### Entries:
● ● ● ● ●
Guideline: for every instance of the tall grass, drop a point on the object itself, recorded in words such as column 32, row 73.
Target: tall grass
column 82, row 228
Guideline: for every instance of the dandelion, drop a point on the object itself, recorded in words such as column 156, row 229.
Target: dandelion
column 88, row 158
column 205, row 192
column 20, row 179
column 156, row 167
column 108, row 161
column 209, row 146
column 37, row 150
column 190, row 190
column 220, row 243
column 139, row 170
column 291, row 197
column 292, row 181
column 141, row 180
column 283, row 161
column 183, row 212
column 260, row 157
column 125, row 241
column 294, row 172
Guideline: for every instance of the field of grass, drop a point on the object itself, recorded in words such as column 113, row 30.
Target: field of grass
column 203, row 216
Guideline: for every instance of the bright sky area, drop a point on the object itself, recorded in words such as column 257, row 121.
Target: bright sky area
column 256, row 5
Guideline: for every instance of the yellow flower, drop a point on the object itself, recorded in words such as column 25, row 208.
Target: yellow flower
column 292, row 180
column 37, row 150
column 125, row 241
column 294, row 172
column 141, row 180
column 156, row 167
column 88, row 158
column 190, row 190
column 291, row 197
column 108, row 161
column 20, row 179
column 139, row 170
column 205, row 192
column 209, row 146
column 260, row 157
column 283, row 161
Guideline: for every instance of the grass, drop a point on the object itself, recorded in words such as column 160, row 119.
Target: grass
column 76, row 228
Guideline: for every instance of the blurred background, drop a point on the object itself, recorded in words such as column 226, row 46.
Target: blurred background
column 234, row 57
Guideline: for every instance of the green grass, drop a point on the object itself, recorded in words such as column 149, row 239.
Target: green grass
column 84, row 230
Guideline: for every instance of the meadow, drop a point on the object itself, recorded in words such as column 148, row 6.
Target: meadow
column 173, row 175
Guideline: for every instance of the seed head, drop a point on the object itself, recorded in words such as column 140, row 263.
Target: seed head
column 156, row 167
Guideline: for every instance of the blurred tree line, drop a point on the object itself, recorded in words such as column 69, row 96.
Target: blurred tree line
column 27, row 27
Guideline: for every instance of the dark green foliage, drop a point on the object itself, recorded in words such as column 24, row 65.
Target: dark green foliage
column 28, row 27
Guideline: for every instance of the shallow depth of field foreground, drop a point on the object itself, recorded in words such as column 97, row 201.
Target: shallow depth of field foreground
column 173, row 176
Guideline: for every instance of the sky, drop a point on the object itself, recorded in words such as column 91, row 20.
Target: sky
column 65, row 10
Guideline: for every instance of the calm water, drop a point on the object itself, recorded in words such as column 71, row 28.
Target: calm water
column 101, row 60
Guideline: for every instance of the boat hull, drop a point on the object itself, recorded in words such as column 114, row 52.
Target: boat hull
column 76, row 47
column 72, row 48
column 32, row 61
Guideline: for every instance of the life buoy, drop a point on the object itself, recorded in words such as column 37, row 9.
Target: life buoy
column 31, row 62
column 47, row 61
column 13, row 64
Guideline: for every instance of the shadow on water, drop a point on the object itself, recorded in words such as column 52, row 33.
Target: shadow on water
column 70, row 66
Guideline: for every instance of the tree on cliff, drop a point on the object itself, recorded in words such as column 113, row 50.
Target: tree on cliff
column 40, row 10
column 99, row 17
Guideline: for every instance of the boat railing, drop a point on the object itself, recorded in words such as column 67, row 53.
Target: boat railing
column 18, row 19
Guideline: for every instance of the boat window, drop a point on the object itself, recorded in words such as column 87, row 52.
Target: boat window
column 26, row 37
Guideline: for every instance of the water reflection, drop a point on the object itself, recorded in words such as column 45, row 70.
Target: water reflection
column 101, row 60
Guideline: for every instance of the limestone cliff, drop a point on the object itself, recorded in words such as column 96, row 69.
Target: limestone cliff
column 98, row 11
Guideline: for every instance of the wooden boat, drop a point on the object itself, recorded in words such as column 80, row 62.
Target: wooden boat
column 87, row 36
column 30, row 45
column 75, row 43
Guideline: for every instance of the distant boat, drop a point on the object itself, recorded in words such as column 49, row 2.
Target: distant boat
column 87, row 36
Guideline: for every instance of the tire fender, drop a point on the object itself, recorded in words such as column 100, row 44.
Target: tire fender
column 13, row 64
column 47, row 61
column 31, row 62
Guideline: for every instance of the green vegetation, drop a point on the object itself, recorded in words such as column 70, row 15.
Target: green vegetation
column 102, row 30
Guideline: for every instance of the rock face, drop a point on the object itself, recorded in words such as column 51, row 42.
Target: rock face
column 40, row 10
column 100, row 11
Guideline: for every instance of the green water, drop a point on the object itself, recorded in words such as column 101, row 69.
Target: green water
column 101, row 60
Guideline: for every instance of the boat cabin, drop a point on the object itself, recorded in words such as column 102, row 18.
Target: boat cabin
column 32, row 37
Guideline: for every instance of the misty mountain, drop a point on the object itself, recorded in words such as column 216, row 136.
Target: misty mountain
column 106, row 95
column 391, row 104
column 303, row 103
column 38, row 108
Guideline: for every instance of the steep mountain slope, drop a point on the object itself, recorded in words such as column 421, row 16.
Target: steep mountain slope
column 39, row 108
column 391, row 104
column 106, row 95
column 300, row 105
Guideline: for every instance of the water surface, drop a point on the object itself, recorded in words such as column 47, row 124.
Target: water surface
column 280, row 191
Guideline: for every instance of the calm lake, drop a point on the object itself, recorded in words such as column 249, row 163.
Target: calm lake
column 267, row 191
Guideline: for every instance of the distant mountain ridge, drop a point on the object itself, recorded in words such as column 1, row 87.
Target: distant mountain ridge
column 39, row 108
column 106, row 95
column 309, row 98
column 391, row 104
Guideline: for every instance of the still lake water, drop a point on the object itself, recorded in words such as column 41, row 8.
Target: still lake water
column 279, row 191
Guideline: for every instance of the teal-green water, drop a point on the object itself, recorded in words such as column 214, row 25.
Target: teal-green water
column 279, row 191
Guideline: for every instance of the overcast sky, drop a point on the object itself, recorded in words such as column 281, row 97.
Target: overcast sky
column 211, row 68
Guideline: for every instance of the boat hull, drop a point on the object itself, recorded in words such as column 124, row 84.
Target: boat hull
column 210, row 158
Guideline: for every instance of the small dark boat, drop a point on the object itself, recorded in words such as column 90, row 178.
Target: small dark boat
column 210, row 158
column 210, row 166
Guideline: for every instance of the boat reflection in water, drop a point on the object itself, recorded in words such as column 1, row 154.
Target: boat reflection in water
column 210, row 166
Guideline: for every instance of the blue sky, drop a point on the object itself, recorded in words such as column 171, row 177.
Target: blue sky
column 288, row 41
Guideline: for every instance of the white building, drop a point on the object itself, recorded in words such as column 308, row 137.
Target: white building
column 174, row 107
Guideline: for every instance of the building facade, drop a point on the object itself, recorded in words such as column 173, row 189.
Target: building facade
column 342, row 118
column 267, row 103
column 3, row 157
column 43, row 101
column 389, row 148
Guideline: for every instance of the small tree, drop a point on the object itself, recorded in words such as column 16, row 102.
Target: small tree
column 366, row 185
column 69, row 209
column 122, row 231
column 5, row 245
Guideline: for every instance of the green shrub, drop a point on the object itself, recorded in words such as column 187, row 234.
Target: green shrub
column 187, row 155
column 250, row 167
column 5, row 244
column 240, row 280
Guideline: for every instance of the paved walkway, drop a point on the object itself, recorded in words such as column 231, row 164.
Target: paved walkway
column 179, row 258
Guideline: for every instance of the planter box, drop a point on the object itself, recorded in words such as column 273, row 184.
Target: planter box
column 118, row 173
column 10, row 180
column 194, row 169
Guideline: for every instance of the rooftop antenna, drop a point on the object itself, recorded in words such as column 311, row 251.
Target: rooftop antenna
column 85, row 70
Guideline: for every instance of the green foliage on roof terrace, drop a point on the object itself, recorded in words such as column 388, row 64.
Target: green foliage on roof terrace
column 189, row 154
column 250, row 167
● ● ● ● ●
### Do this:
Reproduce the entries above in full, verbatim.

### Result:
Guideline: for every instance of the tall grass, drop a point on the object itself, recorded in words such as column 32, row 73.
Target: tall grass
column 82, row 228
Guideline: for every instance of the dandelion, drop a point on the object itself, recorded in words such as column 156, row 229.
Target: dandelion
column 88, row 158
column 205, row 192
column 20, row 179
column 156, row 167
column 108, row 161
column 209, row 146
column 37, row 150
column 190, row 190
column 220, row 243
column 139, row 170
column 291, row 197
column 292, row 181
column 141, row 180
column 283, row 161
column 183, row 212
column 260, row 157
column 125, row 241
column 294, row 172
Guideline: for every instance of the field of grass, drop a point on the object itself, recorded in words such as column 113, row 30.
Target: field of grass
column 203, row 216
Guideline: for every instance of the bright sky area, drop a point on the object itself, recorded in words such as column 257, row 121.
Target: bright sky area
column 256, row 5
Guideline: for every instance of the yellow flower, drop a point on the object itself, recorded in words such as column 25, row 208.
Target: yellow flower
column 292, row 180
column 37, row 150
column 125, row 241
column 294, row 172
column 141, row 180
column 156, row 167
column 88, row 158
column 190, row 190
column 291, row 197
column 108, row 161
column 20, row 179
column 139, row 170
column 205, row 192
column 209, row 146
column 260, row 157
column 283, row 161
Guideline: for every instance of the grass, drop a point on the object itself, recorded in words such as column 160, row 119.
Target: grass
column 76, row 228
Guideline: for every instance of the blurred background, drop a point on the object itself, recorded in words such as column 226, row 46.
Target: blurred background
column 234, row 57
Guideline: for every instance of the green grass, drop a point on the object itself, recorded in words such as column 149, row 239.
Target: green grass
column 84, row 230
Guideline: for every instance of the meadow, drop a point on the object itself, recorded in words such as column 148, row 6.
Target: meadow
column 173, row 175
Guideline: for every instance of the seed head, drop a point on the object itself, recorded in words such as column 140, row 263.
Target: seed head
column 156, row 167
Guideline: for every instance of the blurred tree line, drop a point on the object itself, recorded in words such as column 69, row 96.
Target: blurred tree line
column 27, row 27
Guideline: for every instance of the dark green foliage, drop a point on the object itself, recorded in words such as column 24, row 65.
Target: dark green foliage
column 28, row 27
Guideline: for every instance of the shallow depth of field foreground, drop a point on the object itself, recorded in words such as column 97, row 201.
Target: shallow depth of field foreground
column 173, row 176
Guideline: for every instance of the sky, drop a point on the object itself, recorded in words such as column 91, row 20.
Target: sky
column 65, row 10
Guideline: for every instance of the calm water, drop a point on the object itself, recorded in words such as column 71, row 28.
Target: calm water
column 101, row 60
Guideline: for every instance of the boat hull, drop a point on the object itself, recorded in words such as column 114, row 52.
Target: boat hull
column 76, row 47
column 72, row 48
column 32, row 61
Guideline: for every instance of the life buoy, drop a point on the object itself, recorded in words such as column 37, row 9.
Target: life buoy
column 31, row 62
column 47, row 61
column 13, row 64
Guideline: for every instance of the shadow on water, drop a point on the object itself, recorded in words such as column 52, row 33.
Target: shadow on water
column 70, row 66
Guideline: for every instance of the tree on cliff, drop a point on the object itself, recorded in words such as column 113, row 50.
Target: tree on cliff
column 40, row 10
column 99, row 17
Guideline: for every instance of the boat railing, drop a point on the object itself, recorded in words such as column 67, row 53.
Target: boat railing
column 18, row 19
Guideline: for every instance of the boat window, drop a point on the object itself, recorded in words such as column 87, row 52.
Target: boat window
column 26, row 37
Guideline: for every instance of the water reflection, drop a point on the object itself, recorded in words such as column 45, row 70.
Target: water reflection
column 101, row 60
Guideline: for every instance of the limestone cliff, drop a point on the object itself, recorded in words such as column 96, row 69.
Target: limestone cliff
column 98, row 11
Guideline: for every instance of the wooden boat, drop a point on the object itself, recorded in words such as column 80, row 62.
Target: wooden boat
column 87, row 36
column 30, row 45
column 75, row 43
Guideline: for every instance of the distant boat, drop a point on the object itself, recorded in words such as column 49, row 2.
Target: distant boat
column 87, row 36
Guideline: for every instance of the tire fender, drop a point on the object itself, recorded in words such as column 100, row 44.
Target: tire fender
column 13, row 64
column 47, row 61
column 31, row 62
Guideline: for every instance of the green vegetation, drop a point on the object itself, recorded in words such as column 70, row 15.
Target: green vegetation
column 102, row 30
Guideline: for every instance of the rock face, drop a point on the object itself, recorded in words such as column 51, row 42.
Target: rock face
column 40, row 10
column 100, row 11
Guideline: for every instance of the green water, drop a point on the object itself, recorded in words such as column 101, row 69.
Target: green water
column 101, row 60
Guideline: for every instance of the boat cabin, drop a point on the object itself, recorded in words such as column 102, row 18.
Target: boat cabin
column 32, row 37
Guideline: for every instance of the misty mountain, drop a point on the object itself, recorded in words such as column 216, row 136.
Target: misty mountain
column 106, row 95
column 391, row 104
column 303, row 103
column 38, row 108
Guideline: for every instance of the steep mountain slope, drop a point on the object itself, recorded in words such as column 421, row 16.
Target: steep mountain slope
column 39, row 108
column 391, row 104
column 106, row 95
column 300, row 105
Guideline: for every instance of the water surface, drop a point on the object itself, recorded in words such as column 47, row 124.
Target: water surface
column 280, row 191
Guideline: for every instance of the calm lake, drop a point on the object itself, recorded in words such as column 249, row 163.
Target: calm lake
column 267, row 191
Guideline: for every instance of the distant mountain ridge, drop a point on the object itself, recorded in words such as column 1, row 87.
Target: distant mountain ridge
column 39, row 108
column 106, row 95
column 309, row 98
column 391, row 104
Guideline: for every instance of the still lake water, drop a point on the object itself, recorded in words such as column 41, row 8.
Target: still lake water
column 279, row 191
Guideline: for every instance of the teal-green water, drop a point on the object itself, recorded in words such as column 214, row 25.
Target: teal-green water
column 279, row 191
Guideline: for every instance of the overcast sky, drop a point on the object itself, recorded in words such as column 281, row 97.
Target: overcast sky
column 211, row 68
Guideline: for every instance of the boat hull, drop a point on the object itself, recorded in words such as column 124, row 84.
Target: boat hull
column 210, row 158
Guideline: for every instance of the small dark boat, drop a point on the object itself, recorded in words such as column 90, row 178.
Target: small dark boat
column 210, row 158
column 210, row 166
Guideline: for every instance of the boat reflection in water, drop a point on the object itself, recorded in words such as column 1, row 154.
Target: boat reflection in water
column 210, row 166
Guideline: for every instance of the blue sky, drop a point on the object itself, recorded in words such as column 171, row 177.
Target: blue sky
column 288, row 41
Guideline: for every instance of the white building, drop a point on the object itself, recorded in words such as column 308, row 137.
Target: white building
column 174, row 107
Guideline: for every instance of the building facade, drop a point on the object itself, recorded in words such as column 173, row 189.
Target: building facade
column 342, row 118
column 267, row 103
column 3, row 157
column 43, row 101
column 389, row 148
Guideline: for every instance of the small tree, drop a point on the object itself, recorded in words such as column 16, row 102.
Target: small tree
column 366, row 185
column 69, row 209
column 122, row 231
column 5, row 245
Guideline: for every instance of the green shrub, drop a point on the object itself, recorded in words such as column 187, row 234.
Target: green shrub
column 187, row 155
column 250, row 167
column 5, row 244
column 240, row 280
Guideline: for every instance of the paved walkway, drop a point on the object itself, recorded in words such as column 231, row 164.
Target: paved walkway
column 179, row 258
Guideline: for every instance of the planter box, drop a point on the object itself, recorded in words such as column 273, row 184.
Target: planter box
column 118, row 173
column 10, row 180
column 194, row 169
Guideline: for every instance of the rooftop antenna, drop a point on the object itself, recorded in words such as column 311, row 251.
Target: rooftop antenna
column 85, row 70
Guideline: for every instance of the green foliage on roof terrace, drop a point on the object itself, recorded in words such as column 388, row 64.
Target: green foliage on roof terrace
column 189, row 154
column 250, row 167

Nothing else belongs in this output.